» **TEXTE FOURNI**
══════════════════════════════
Donnez-moi ma dose : Partie 2 – La force

Article écrit par Cyril Granier

Dans le précédent article, nous avons essayé de vous apporter des conseils sur la quantité minimale d’activité que l’on pouvait faire, afin de maintenir ses capacité maximales aérobies, en termes de fréquence, volume et intensité d’entraînement.
Pour les retardataires, c’est par ici (https://www.lepape-info.com/entrainement/entrainement-cyclisme/donnez-moi-ma-dose-partie-1-lendurance/).
Aujourd’hui nous allons opérer le même schéma d’analyse mais cette fois-ci avec la qualité de force.

Désolé de bousculer les croyances, d’étaler des clichés mais le cycliste lambda lorsqu’il fait du renforcement musculaire (ce n’est pas le cas de tout le monde), se contente simplement de le faire en période de reprise de l’entraînement en hiver et arrête ensuite toute séance spécifique de musculation.

Je vous épargne « la musculation, non moi jamais, pas besoin, je fais du vélo… » ou le « tu es fou, je vais prendre du poids et j’avancerai plus… ».
══════════════════════════════
» **CONSIGNE**
Rédigez la suite de l'article sur la force chez le cycliste, s'il vous plaît, à partir de sa dernière phrase. Les lignes n'ont aucun rôle dans ce travail.

» **DONNÉES AFFICHÉES**
══════════════════════════════
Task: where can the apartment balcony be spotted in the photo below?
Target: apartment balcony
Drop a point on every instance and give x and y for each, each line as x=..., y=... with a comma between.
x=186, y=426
══════════════════════════════
» **RÉSULTAT ATTENDU**
Certes, il est bien d’avoir au moins fait ce travail durant la période hivernale mais ne plus rien refaire ensuite, c’est perdre tout le bénéfice de ce que vous avez gagné auparavant. Dès lors, des douleurs réapparaissent sur le vélo notamment au niveau du dos plus précisément dans la région lombaire. Incriminez aussi en partie vos psoas, prenez soin d’eux.

Outre ce constat, allons voir une nouvelle fois ce que nous propose la métanalyse effectuée par Spiering, Mujika, Sharp et Foulis, quant au nombre de séances que nous devons faire, afin de maintenir notre potentiel de force, lorsque l’on ne souhaite plus le développer mais simplement l’entretenir.

 

 

Maintien de la force

Spiering et ses collègues ont cherché à voir l’évolution de la charge maximale que pouvait lever une personne, la contraction isométrique maximale que cette personne était capable de réaliser, ainsi que le volume musculaire avant entraînement, après entraînement et suite à la phase de « déconditionnement ».

La charge maximale en musculation peut se déterminer de différentes manières, sous appareils, ou avec des poids libres comme cela est le cas en haltérophilie. Généralement, après un échauffement spécifique, on va chercher à atteindre le poids maximal que l’on peut soulever, en un minimum de tentatives.

Vous êtes par exemple au développé couché, vous chargez la barre avec 40 kg et vous réalisez 6 répétitions.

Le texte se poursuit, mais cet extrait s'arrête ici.